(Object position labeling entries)
^^^^
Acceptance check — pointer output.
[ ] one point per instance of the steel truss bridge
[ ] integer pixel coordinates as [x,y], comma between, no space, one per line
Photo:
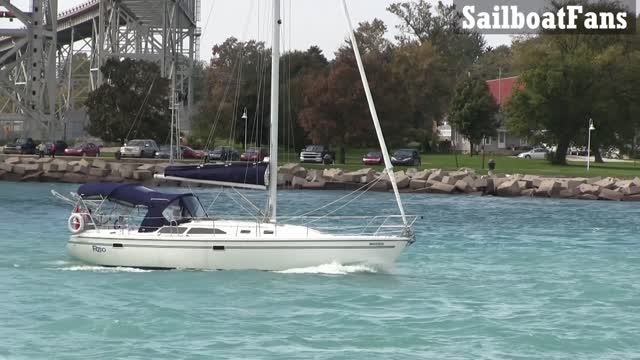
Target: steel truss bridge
[39,62]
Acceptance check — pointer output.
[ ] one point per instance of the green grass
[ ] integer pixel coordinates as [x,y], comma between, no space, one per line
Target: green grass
[504,165]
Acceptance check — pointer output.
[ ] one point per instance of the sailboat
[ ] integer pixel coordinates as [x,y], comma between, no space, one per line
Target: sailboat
[133,226]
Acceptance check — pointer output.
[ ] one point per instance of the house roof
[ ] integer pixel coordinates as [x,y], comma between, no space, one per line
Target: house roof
[501,89]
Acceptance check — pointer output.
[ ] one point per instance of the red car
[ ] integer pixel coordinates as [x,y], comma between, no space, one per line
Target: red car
[254,155]
[86,149]
[373,158]
[189,153]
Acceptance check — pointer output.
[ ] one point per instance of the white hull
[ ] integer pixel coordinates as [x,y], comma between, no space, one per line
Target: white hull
[224,252]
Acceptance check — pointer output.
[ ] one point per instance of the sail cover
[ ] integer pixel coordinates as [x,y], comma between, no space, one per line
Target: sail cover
[240,174]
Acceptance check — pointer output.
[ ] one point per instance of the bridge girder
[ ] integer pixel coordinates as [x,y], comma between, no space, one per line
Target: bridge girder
[164,31]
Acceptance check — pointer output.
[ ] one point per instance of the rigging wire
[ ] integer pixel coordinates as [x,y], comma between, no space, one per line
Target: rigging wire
[144,102]
[227,87]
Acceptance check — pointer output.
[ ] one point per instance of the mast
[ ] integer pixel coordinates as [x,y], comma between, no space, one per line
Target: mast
[374,113]
[275,99]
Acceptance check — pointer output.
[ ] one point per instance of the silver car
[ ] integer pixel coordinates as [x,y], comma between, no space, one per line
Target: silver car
[535,154]
[139,149]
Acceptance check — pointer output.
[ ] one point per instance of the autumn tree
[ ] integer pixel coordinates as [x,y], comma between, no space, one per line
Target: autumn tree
[132,102]
[236,78]
[473,111]
[568,79]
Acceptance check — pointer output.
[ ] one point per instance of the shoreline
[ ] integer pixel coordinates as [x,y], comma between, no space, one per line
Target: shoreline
[295,176]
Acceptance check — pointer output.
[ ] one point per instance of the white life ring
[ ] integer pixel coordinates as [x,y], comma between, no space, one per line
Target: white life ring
[76,223]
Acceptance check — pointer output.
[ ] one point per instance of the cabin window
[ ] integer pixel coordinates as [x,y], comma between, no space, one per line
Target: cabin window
[172,230]
[205,231]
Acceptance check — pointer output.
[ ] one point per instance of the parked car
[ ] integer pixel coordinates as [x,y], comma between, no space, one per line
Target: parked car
[164,152]
[189,153]
[406,157]
[254,155]
[373,158]
[21,146]
[536,154]
[84,149]
[578,151]
[61,146]
[317,154]
[138,149]
[223,153]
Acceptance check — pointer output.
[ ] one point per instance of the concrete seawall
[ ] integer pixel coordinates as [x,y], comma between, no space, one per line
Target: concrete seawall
[295,176]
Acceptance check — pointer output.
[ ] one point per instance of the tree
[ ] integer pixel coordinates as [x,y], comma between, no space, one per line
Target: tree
[473,111]
[132,102]
[568,79]
[335,107]
[441,27]
[237,78]
[495,62]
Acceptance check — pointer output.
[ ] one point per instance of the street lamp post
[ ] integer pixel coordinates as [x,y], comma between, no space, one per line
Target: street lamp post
[591,128]
[245,117]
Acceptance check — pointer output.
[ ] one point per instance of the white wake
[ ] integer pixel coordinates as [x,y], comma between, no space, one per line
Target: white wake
[103,269]
[331,269]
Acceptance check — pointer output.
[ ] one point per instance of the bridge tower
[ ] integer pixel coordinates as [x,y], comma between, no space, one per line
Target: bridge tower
[27,68]
[54,61]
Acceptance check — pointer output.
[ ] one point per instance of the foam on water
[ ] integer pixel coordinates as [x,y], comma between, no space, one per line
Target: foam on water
[331,269]
[488,278]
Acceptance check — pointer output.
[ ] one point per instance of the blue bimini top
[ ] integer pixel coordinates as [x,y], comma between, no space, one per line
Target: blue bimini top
[134,195]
^^^^
#### Task description:
Output all of the data exactly as it stands, minus any images.

#### Task solution:
Acceptance check — pointer output.
[ ] one point per instance of the steel truss bridge
[ ] integer pixel coordinates as [x,y], comma between, no space, one per line
Photo:
Target: steel truss bridge
[39,62]
Acceptance check — pointer output.
[ ] one point per instance of the green grass
[ ] integer pixel coordinates as [x,y], comma between, no space, one per line
Target: green grass
[504,165]
Acceptance check — pointer output.
[ ] one point per instance of the sailboat
[ ] integer pixel coordinates as [x,y], comma between, no space, one per line
Target: sailboat
[133,226]
Acceptance check — pointer output.
[ ] one point per instance of the house roof
[ ] integer pixel coordinates as [x,y], comma between, no space, one per line
Target: house roof
[501,89]
Acceptance check — pointer output.
[ ] one point per instance of the red car
[ ] integer pixel coordinates as [x,y], comma between, no space, one per line
Target: red car
[254,155]
[86,149]
[373,158]
[189,153]
Acceptance check — pointer output.
[ ] one point per instance of the white hull
[ ] integer pixel coordinates as [x,y], comma between, no space, one per line
Target: white hull
[224,252]
Acceptance check — pointer output.
[ ] one point per instance of the sail cover
[ ] integer pixel coordinates as [x,y], comma between, no space, one per line
Target: sail cover
[240,174]
Acceptance check — pointer output.
[ ] one point per instance of the bridge girder
[ ] integer pixel coordinates as [x,y], comma between, no space, one per line
Target: bridge girder
[164,31]
Acceptance check — pointer output.
[ ] one point per instance of the rigging wire
[ ] integer pixel coordinates as [x,y], comma between, no space, one per line
Target: rigging wire
[144,102]
[227,87]
Acceptance check — pointer output.
[ ] one point per instance of the mast
[ ] integer pixel coordinates as [x,y], comma between, no space, one per line
Target: mast
[374,113]
[275,99]
Acceptance check — pointer output.
[ ] one point per instance of the silver car
[ ] integer pixel coordinates as [x,y], comma between, no space, one per line
Target: silver car
[535,154]
[139,149]
Acceptance check — pointer output.
[ ] one point per instance of the autumn tree
[ ] integer pixel coordinates as [x,y], comma between, no space, one per line
Target: autumn tree
[132,102]
[236,78]
[473,111]
[568,79]
Acceptance check — pointer output.
[ ] one point per instance of the shoreline
[ ] integer pixel coordinates as [x,y], comma between, no space, one per line
Target: shoreline
[295,176]
Acceptance check — pointer output.
[ ] one point per instance of the white life ring
[ ] integer pixel coordinates as [x,y], comma between, no space, one per line
Target: white life ring
[76,223]
Acceptance check — pointer output.
[ ] one point per instance of the cabin window
[ ] integer pixel coordinates as [x,y], comma between, no space, one per line
Target: cabin window
[172,230]
[205,231]
Acceptance check — pointer output.
[ ] one point per instance of the parked car
[ ] integer pixel coordinates as [x,y], comma between, no space, one per line
Target: parked car
[164,152]
[189,153]
[406,157]
[254,155]
[373,158]
[21,146]
[536,154]
[84,149]
[578,151]
[61,146]
[317,154]
[138,149]
[223,153]
Acceptance check — pointer output.
[ ] one point per instance of the concrete seawall
[ ] integer pixel coordinates as [x,y], comma between, no space, one per line
Target: concrete seawall
[295,176]
Acceptance check — pointer output.
[ ] one point per instance of the tree
[ ] integer pixel coordinates as [x,y], comma between, no space, one per line
Target: tree
[473,111]
[132,102]
[568,79]
[335,107]
[441,27]
[237,78]
[495,62]
Acceptance check — pointer output.
[ ] one point per instance of the street lamp post
[ ] integer pixel coordinates as [x,y], comma between, no space, one per line
Target: street lamp post
[591,128]
[245,117]
Acceptance check — pointer output.
[ ] one point per instance of the white wake
[ ] integer pixel coordinates as [x,y], comma between, no space, one per line
Target: white wake
[103,269]
[331,269]
Acceptance check — pointer output.
[ ] one point per instance of the bridge tower
[ ] integer pixel coordinates as [x,y], comma between, no space, one per line
Target: bridge tower
[27,68]
[54,61]
Acceptance check — pointer output.
[ ] one point per instance of the foam on water
[ ] integer pixel coordinates as [x,y], comma between, no space, one per line
Target: foam on water
[331,269]
[488,278]
Acceptance check — pointer output.
[ ] one point per instance of the blue bimini top
[ ] integer pixel coordinates as [x,y], comma between, no space, one per line
Target: blue bimini top
[134,195]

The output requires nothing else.